Data for this exercise:
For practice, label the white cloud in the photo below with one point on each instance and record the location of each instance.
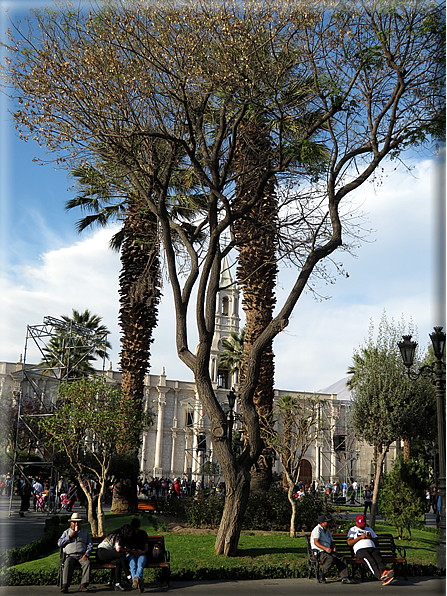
(395, 272)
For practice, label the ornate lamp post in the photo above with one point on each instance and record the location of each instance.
(436, 372)
(231, 397)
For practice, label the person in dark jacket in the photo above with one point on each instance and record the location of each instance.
(112, 550)
(77, 546)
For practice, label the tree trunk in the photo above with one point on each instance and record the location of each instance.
(292, 500)
(237, 491)
(378, 474)
(100, 509)
(257, 240)
(407, 448)
(90, 512)
(125, 498)
(261, 475)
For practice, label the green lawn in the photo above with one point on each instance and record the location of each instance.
(259, 552)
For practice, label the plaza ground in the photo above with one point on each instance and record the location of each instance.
(16, 531)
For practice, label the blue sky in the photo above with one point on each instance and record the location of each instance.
(48, 269)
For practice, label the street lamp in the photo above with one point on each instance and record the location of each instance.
(231, 397)
(436, 372)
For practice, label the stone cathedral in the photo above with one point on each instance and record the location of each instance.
(178, 444)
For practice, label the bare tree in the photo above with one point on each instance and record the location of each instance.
(298, 424)
(163, 87)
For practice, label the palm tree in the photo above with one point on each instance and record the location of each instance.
(257, 242)
(139, 290)
(74, 347)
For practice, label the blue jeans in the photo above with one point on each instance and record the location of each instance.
(136, 566)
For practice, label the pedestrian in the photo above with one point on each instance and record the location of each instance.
(25, 495)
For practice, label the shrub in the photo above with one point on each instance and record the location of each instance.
(204, 511)
(308, 508)
(402, 496)
(269, 511)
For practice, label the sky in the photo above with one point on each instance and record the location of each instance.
(48, 269)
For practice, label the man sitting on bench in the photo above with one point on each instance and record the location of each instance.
(77, 546)
(364, 541)
(321, 540)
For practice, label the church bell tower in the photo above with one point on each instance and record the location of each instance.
(227, 321)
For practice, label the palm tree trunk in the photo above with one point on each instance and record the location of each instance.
(381, 454)
(139, 297)
(256, 236)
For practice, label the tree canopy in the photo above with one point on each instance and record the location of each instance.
(157, 88)
(387, 406)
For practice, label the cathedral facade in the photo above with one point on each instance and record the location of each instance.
(179, 444)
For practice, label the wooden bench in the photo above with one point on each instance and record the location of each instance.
(149, 505)
(163, 564)
(391, 555)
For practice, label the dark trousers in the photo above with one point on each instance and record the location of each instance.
(106, 555)
(333, 559)
(69, 564)
(372, 558)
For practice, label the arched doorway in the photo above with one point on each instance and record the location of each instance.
(305, 472)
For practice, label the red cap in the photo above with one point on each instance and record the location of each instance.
(361, 521)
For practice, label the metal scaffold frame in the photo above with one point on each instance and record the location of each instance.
(39, 384)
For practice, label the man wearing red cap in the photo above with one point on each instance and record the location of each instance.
(365, 543)
(321, 540)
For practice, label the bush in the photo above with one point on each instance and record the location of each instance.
(402, 500)
(308, 509)
(204, 511)
(269, 511)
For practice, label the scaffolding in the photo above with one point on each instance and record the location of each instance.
(36, 386)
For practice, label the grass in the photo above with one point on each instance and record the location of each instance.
(257, 553)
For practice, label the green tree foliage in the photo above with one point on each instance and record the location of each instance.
(298, 422)
(402, 496)
(165, 86)
(76, 346)
(86, 427)
(387, 406)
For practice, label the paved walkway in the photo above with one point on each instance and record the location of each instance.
(415, 586)
(16, 531)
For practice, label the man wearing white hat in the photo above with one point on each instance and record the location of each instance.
(77, 546)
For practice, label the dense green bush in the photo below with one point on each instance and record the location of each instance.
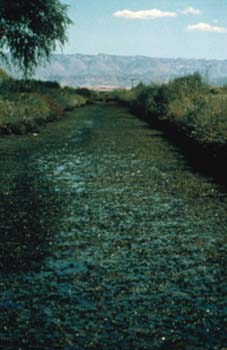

Exercise description: Please count the lines in the material above that contain the string "green", treating uppercase and lowercase as different, and reply with that number alone.

The reply: 3